[What you should do] Select the lines of the records containing the word "white" and list them.
<<<<
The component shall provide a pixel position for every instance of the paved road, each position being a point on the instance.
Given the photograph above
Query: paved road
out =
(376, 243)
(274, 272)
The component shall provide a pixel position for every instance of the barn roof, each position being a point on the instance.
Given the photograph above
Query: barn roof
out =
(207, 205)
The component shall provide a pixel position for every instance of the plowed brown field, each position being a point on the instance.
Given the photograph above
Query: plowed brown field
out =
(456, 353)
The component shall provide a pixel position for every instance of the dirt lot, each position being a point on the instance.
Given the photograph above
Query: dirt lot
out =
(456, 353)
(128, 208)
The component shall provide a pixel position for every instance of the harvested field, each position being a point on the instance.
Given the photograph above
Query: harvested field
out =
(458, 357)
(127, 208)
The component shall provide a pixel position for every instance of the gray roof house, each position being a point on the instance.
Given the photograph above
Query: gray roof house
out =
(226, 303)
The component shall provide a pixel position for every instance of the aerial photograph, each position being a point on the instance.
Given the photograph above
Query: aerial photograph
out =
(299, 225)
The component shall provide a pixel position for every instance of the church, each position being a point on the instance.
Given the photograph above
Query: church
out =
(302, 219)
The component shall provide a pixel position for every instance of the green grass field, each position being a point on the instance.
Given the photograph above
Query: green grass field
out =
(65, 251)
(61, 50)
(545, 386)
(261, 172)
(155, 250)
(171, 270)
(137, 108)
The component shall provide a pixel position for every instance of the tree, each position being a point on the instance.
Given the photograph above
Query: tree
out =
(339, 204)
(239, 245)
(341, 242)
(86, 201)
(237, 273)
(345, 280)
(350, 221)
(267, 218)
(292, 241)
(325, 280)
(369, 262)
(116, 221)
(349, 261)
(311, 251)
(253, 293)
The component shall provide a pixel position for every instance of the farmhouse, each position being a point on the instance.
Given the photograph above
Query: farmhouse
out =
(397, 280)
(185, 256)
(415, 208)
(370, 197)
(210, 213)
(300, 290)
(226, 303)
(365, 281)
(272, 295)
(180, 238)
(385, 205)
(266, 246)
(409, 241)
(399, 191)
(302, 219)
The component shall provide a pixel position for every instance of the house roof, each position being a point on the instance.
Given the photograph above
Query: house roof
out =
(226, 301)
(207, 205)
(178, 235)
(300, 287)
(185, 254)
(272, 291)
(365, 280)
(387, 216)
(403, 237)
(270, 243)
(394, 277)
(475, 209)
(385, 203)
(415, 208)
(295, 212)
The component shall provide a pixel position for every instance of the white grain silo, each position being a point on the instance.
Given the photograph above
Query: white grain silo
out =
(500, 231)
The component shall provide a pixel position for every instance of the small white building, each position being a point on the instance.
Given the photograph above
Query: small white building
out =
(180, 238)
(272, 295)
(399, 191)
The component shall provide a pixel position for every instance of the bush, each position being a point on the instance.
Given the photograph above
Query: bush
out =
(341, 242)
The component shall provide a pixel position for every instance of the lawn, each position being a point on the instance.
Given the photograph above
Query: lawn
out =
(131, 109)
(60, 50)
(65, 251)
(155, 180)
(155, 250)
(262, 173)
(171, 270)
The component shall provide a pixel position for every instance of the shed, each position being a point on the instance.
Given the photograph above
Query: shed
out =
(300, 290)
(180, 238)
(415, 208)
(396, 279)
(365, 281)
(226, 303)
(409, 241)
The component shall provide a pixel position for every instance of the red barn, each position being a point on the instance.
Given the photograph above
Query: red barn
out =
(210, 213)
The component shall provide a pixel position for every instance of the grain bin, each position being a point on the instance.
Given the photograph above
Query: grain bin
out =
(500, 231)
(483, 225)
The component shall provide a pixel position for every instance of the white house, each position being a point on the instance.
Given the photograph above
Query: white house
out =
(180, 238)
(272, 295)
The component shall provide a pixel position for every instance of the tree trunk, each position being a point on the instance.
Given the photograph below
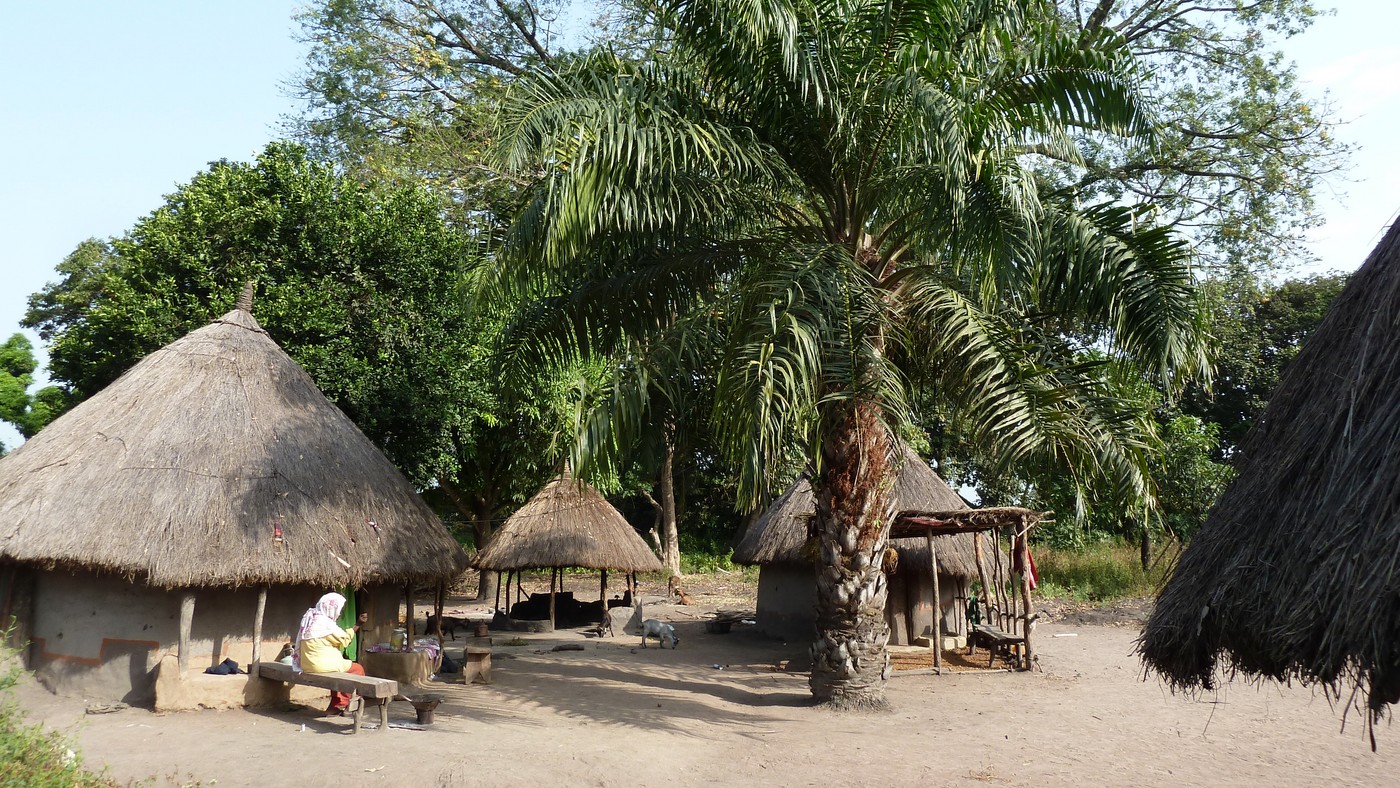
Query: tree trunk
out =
(853, 515)
(480, 519)
(669, 529)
>>>>
[Result below]
The component shall provide a pixel position for every instance of the white grain silo, each position being a point on the instance.
Query: white grain silo
The component shall provide a pixel position for every instance of the small white building, each position being a point on the instance.
Query: small white building
The component shall provide a pixel position for every instance of the white house, each position being a point on the instance.
Query: white house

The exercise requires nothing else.